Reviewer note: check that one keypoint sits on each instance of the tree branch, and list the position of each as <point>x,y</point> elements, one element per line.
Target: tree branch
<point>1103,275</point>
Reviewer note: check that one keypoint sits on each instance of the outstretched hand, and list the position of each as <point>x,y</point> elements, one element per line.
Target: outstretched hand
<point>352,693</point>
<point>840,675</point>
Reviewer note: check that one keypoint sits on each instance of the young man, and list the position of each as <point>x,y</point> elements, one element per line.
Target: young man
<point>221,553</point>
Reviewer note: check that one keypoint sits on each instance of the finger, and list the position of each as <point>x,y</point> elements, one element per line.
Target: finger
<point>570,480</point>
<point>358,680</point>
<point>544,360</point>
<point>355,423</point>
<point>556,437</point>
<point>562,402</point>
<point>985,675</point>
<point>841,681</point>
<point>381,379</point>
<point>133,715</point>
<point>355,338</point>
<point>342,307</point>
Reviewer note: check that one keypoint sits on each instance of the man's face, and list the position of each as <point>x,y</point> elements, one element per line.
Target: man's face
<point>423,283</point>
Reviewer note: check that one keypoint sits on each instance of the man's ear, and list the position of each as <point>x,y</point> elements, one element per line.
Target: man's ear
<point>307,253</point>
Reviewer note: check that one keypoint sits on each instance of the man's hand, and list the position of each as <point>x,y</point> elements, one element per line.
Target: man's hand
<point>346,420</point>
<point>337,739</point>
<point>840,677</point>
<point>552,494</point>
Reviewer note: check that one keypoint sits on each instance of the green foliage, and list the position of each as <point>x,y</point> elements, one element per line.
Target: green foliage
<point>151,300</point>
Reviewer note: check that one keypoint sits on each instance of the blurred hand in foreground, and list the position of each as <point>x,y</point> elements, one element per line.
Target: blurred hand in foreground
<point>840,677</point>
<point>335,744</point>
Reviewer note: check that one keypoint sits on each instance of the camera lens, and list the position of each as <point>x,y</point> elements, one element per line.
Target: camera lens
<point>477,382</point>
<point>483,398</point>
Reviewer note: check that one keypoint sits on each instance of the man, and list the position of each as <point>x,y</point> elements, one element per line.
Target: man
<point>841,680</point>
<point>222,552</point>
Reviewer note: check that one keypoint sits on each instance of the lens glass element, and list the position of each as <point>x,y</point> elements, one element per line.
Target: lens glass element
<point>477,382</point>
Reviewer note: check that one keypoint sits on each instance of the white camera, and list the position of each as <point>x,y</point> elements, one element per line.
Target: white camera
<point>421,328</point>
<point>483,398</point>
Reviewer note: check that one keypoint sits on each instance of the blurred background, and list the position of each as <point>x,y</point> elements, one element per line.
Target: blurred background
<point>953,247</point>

## Instructions to follow
Could you shift every coordinate by adding 86 to it, and write out again each line of the data from the line containing "of the white" through the end of the data, inclusive, keeping all other text unchanged?

## Answer to this problem
Reviewer note: check that one keypoint sits on each instance of the white camera, and list the position of each as <point>x,y</point> elements, one element per line.
Target: white camera
<point>507,414</point>
<point>569,484</point>
Reviewer note: check that one keypoint sits on each instance of the blurred background, and list the position of each as <point>x,y</point> elements, one element per line.
Target: blurred background
<point>1039,333</point>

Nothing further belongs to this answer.